DIRECTIONS FOR THIS TASK: The records that follow are to be repeated exactly, with the pictures removed.

--- Start EXCERPTED RECORDS ---

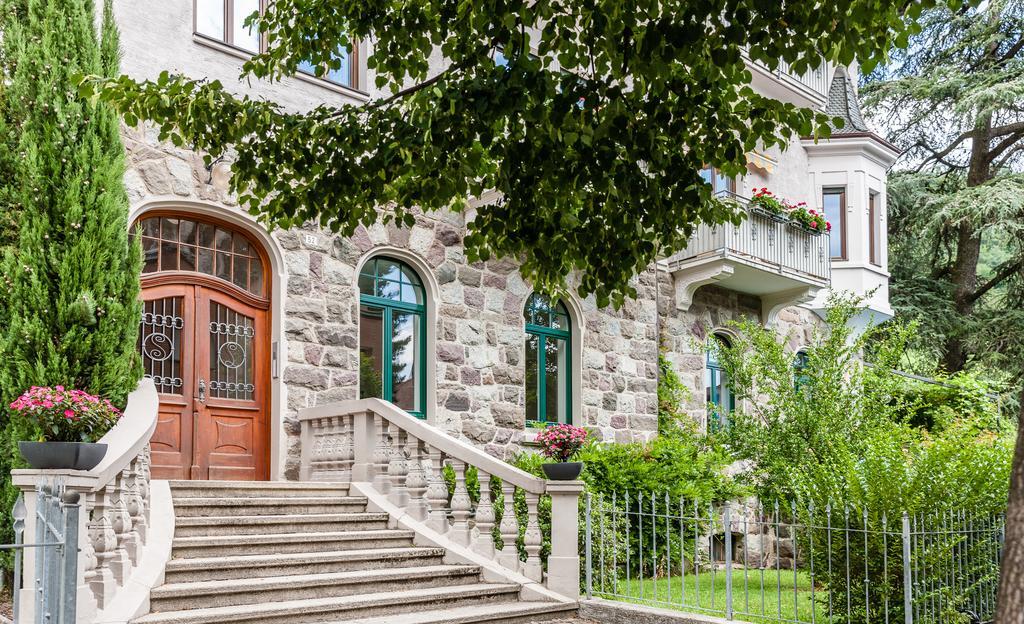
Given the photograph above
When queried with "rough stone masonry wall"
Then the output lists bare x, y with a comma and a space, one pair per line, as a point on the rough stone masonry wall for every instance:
479, 324
479, 364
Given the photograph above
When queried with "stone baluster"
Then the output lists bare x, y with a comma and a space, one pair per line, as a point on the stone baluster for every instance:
436, 492
133, 506
531, 540
509, 556
382, 455
320, 448
140, 517
330, 458
121, 522
484, 541
462, 505
397, 468
416, 481
346, 455
146, 475
563, 562
104, 543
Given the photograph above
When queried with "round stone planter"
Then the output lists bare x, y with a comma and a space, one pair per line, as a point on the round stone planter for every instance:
567, 470
62, 455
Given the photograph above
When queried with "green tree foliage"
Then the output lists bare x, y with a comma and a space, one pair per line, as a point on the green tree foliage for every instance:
952, 101
844, 443
70, 308
846, 431
594, 131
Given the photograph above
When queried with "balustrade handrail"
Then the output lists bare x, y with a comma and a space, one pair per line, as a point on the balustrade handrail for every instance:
406, 465
130, 435
450, 446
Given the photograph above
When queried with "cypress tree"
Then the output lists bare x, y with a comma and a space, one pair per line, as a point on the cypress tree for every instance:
70, 279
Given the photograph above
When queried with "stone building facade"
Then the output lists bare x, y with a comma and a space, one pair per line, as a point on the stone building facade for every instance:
473, 371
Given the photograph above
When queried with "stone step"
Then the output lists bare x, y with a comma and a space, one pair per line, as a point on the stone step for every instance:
279, 489
254, 567
257, 525
344, 608
225, 545
278, 505
502, 613
207, 594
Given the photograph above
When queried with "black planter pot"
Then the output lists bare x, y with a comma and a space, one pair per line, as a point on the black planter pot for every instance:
62, 455
566, 470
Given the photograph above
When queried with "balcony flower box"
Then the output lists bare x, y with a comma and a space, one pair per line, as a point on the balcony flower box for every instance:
69, 422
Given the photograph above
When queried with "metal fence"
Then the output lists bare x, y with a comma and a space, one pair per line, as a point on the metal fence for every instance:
53, 578
781, 564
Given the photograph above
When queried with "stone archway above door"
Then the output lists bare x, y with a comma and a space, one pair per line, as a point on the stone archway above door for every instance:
205, 341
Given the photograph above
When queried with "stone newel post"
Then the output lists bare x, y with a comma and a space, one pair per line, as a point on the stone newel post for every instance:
563, 564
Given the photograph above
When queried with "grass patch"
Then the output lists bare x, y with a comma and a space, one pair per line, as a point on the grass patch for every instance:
758, 595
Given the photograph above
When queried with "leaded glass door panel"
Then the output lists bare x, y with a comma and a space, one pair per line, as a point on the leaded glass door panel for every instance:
168, 358
232, 364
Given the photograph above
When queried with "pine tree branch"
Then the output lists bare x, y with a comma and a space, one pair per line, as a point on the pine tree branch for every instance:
1006, 159
1004, 275
1003, 146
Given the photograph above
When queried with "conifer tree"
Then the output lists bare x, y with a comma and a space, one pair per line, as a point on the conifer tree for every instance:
70, 279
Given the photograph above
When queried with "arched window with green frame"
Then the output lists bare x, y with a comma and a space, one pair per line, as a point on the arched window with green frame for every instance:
392, 334
800, 364
721, 401
549, 348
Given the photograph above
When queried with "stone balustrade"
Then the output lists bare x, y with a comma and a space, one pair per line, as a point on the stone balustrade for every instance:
116, 528
383, 450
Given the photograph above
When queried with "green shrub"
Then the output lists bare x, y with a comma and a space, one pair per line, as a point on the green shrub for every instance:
864, 442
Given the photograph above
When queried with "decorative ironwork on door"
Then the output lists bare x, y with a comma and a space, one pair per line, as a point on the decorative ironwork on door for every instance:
160, 343
231, 336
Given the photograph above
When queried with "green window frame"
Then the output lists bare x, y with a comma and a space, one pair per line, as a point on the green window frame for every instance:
391, 292
548, 324
715, 381
800, 364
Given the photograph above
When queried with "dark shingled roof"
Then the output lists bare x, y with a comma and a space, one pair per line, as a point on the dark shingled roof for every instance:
843, 102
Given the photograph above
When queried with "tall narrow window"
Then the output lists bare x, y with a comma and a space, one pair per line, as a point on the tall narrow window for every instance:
223, 21
717, 391
834, 201
392, 335
548, 361
718, 180
875, 224
800, 363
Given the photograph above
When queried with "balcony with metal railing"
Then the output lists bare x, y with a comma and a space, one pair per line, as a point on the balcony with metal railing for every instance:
809, 89
765, 255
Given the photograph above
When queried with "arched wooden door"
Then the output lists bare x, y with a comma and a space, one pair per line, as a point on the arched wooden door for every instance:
205, 342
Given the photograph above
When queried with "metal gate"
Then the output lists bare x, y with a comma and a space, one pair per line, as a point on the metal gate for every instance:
55, 583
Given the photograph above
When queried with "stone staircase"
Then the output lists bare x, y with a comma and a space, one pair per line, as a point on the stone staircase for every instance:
282, 552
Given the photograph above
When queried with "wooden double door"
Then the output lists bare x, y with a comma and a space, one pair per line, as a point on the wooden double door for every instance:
207, 350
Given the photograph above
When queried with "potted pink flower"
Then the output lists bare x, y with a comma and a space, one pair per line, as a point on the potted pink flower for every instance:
70, 421
561, 443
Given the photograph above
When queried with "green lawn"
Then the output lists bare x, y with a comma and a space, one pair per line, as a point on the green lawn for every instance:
777, 596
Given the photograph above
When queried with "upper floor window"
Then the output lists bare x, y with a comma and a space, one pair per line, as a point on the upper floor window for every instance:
223, 21
392, 334
800, 364
172, 243
718, 393
875, 229
834, 202
548, 361
718, 180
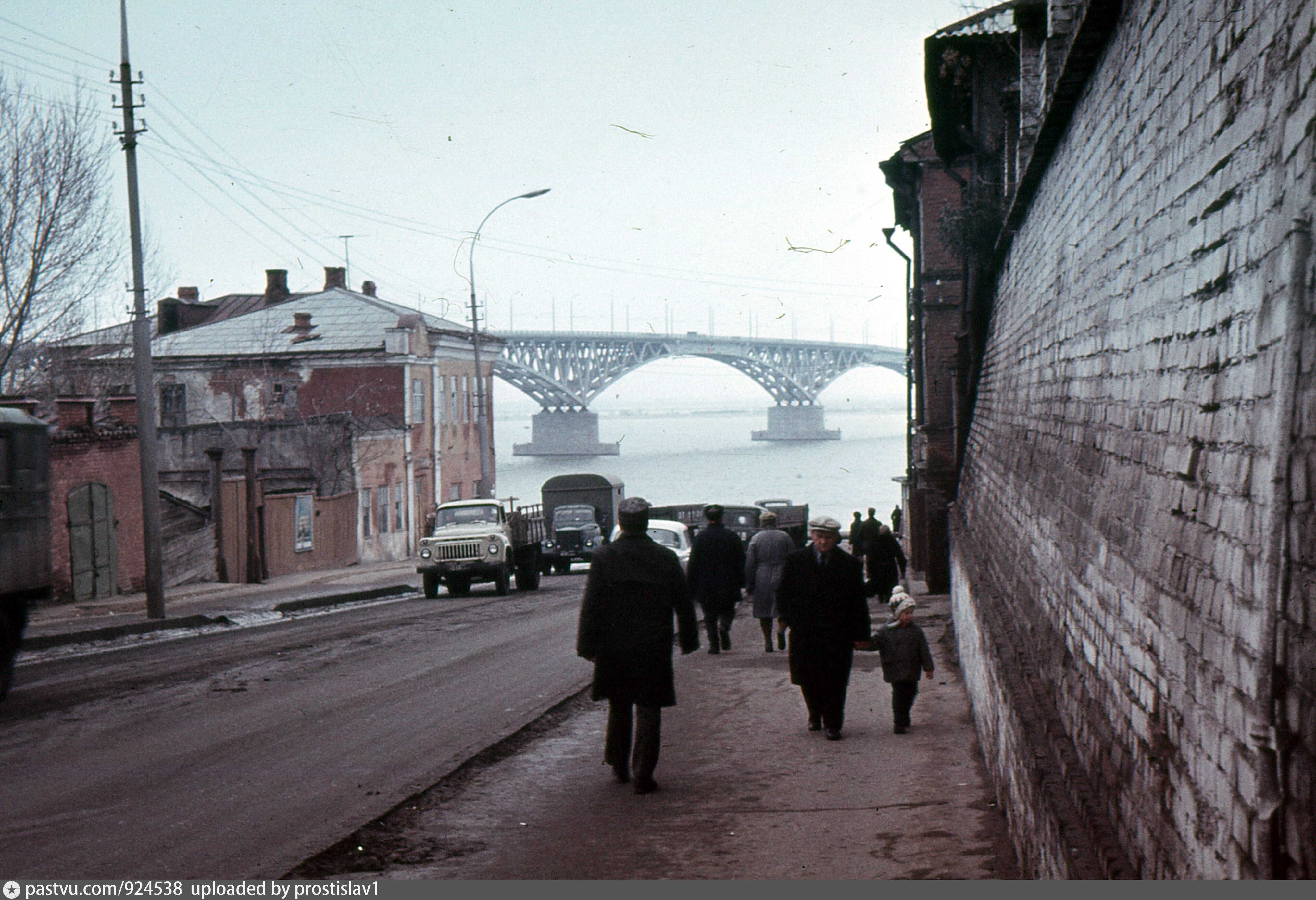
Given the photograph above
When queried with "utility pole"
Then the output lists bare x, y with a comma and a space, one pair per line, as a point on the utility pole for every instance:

--- End EXCERPTED RECORDS ---

WRITTEN ANSWER:
Given the photograph above
When queried with "rough stone masonry wall"
Then the output lists bare x, y with a comma and a space, one pair per line, as a point on the rough stone masonry wall for every instance:
479, 324
479, 364
Given the photograph above
When queried with "stone baluster"
Then the output lists bare x, y with a comma and a space, one pair per line, as a point on the stone baluster for every instance:
436, 492
133, 506
531, 540
509, 556
382, 455
320, 448
140, 517
330, 458
121, 522
484, 541
462, 505
397, 468
416, 481
346, 455
146, 475
563, 562
104, 543
Given the photograph above
When queried with "round stone planter"
Then the output lists bare x, y with a comma and a space, one pair per line, as a point on the round stone planter for every instance:
567, 470
62, 455
Given the photograph above
When queried with "green tree foliage"
Then the output lists bare x, y with a comma and a space, one pair per line, as a point on the green tree foliage for every instance:
952, 101
844, 443
70, 308
846, 431
594, 131
Given the photograph above
When queried with "balustrade handrail"
Then the output lists bare x, y with a comma and a space, one pair per line, as a point on the balustrade handrail for every instance:
406, 465
130, 435
450, 446
Given the photograph above
When queried with "cypress tree"
Then the output lists bare x, y with a comma and a space, one pair per line, as a point on the cypress tree for every instance:
70, 279
Given the photograph above
When queried with "stone building facade"
Then the output lists bare x, y with a comma and a space, one pair per line, as a point on the stone building facade for every instance:
473, 371
Given the photograph above
When queried with "stone step"
Then the output lists bare x, y with a comma and a space, one pair per line, as a point on the stone step for every instance:
279, 489
254, 567
257, 525
344, 608
225, 545
278, 505
502, 613
207, 594
Given the photograph above
When queried with "black planter pot"
Then the output lists bare x, y with a comma and a space, one pair per line, as a point on the black planter pot for every instance:
62, 455
566, 470
Given the photograph above
When queried with "balcony flower box"
Then the output lists bare x, y with a comma and a space, one pair per line, as a point on the balcony flower box for every instance:
69, 422
Given the photograph above
When queried with "metal fence"
Then the output lists bare x, y with a comma and a space, one pair per line, as a point on the metal fence for every instance:
53, 578
781, 564
Given the photograph above
When queried with "stone archway above door"
Then the output lists bare x, y with a comma and a space, one pair per line, as a point on the stone archway above door for every instance:
205, 341
Given the photograph above
When queried with "stone newel post"
Then the output lists bare x, y with a comma and a space, one pair per line, as a point on the stone newel post for every instance:
563, 564
Given the photograph above
When queried with "grass patch"
Then the output lists bare x, y with a comma and a space, one pair per line, as a point on the grass patch for every instance:
758, 595
Given the photograph above
When queried with "leaded glass door panel"
Then the output lists bare x, y with a comma and a space, one pair per line, as a point on the leaded glass door panel for every instance:
168, 358
232, 364
Given the photograph above
When queried with "pine tree branch"
Then the output lists bare x, y with a comma and a space, one pair per line, as a point on the pine tree branch for every instance:
1006, 159
1004, 275
1003, 146
Given the photograph above
When queried with "conifer tree"
Then the output lists bare x, y with a comma and a space, one pair per line, as a point on the conifer tree for every instance:
70, 279
Given the photograph above
When queried with "arched window with green frame"
Then the output lists bare x, y with a comma and a space, one pair per line, as a point on the arched window with green frame for every instance:
392, 334
800, 364
721, 401
549, 348
Given the photograph above
When queried with "stone balustrade"
Then the output lists bare x, y with a comma and a space, one pair per line, as a point on the stone balustrade for every instance:
116, 528
383, 450
Given the photograph above
When queried with "green shrub"
Then the output lists bare x, y with a comma and a space, one pair per line, as a point on the green shrub for every instance:
864, 442
Given the photograph above
When queried with "decorative ironwork on door"
Then the output lists bare x, y with a comma and a space, one pair per line, as a point on the decorative ironwork on door for every instance:
160, 343
231, 336
Given the photograph above
When queried with "green window frame"
Then the output lists bare x, y with a comma and a space, one pair per line, as a point on the green window frame for every instance:
391, 292
548, 324
715, 381
800, 364
Given the photograph above
When queried with "dark shingled roof"
Then the output lists bare x, y with a comma and a space, one pair per line, as a point on the dark shingled roof for every instance:
843, 102
Given the photograph above
When queried with "tall narrow window"
Then the output lists bare x, y with a comma and a space, one pair per line, as a point on the tall narrow window for every instance:
223, 21
717, 391
834, 201
392, 335
548, 361
718, 180
875, 224
800, 363
Given the photograph above
When queried with "balcony with metal railing"
Then the output lists bare x, y with a comma and a space, one pair per line, as a point on the balcony with metal railing for every instance:
809, 89
765, 255
Given the photograph above
When queried with "arched wooden door"
Then the output lists bare x, y with a comma and a space, one pair per line, as a point on the arched wooden door for every instance:
205, 342
Given the photograph above
When queried with "metal gate"
Then the output lists bare x, y with a comma and a space, one pair per line, as a point on the metal gate for every instance:
55, 583
Given the photograph above
When queried with "stone staircase"
Then the output lists bare x, y with a comma and a space, one pair per line, as a point on the stone staircase for every instance:
282, 552
Given the photograph above
When queried with "wooden double door"
Then the output lists bare x, y with a comma and a space, one pair per line, as a point on the wooden double door for every instance:
207, 350
Given the photograph above
When queried with "potted pink flower"
Then the output lists bare x, y with a comma and a space, one pair per line, as a point on the potted pink flower for every instance:
70, 421
561, 443
Given the photograph above
When queried with "green lawn"
Then the output lists bare x, y with a comma and a space, one pair per line, as a point on the green lawn for every instance:
777, 596
Given the photograph above
When queried with "upper floor window"
Then the output lists bare x, y with a comma and a space, one pair per line, as a point on the upper floor window for every instance:
223, 21
392, 334
800, 364
172, 243
718, 393
875, 229
834, 202
548, 361
718, 180
Given the photograph above
When queried with "utility pole"
Then the output lists bare x, y with a comma and a space, one pair per line, as a point on the utility pole for every instance:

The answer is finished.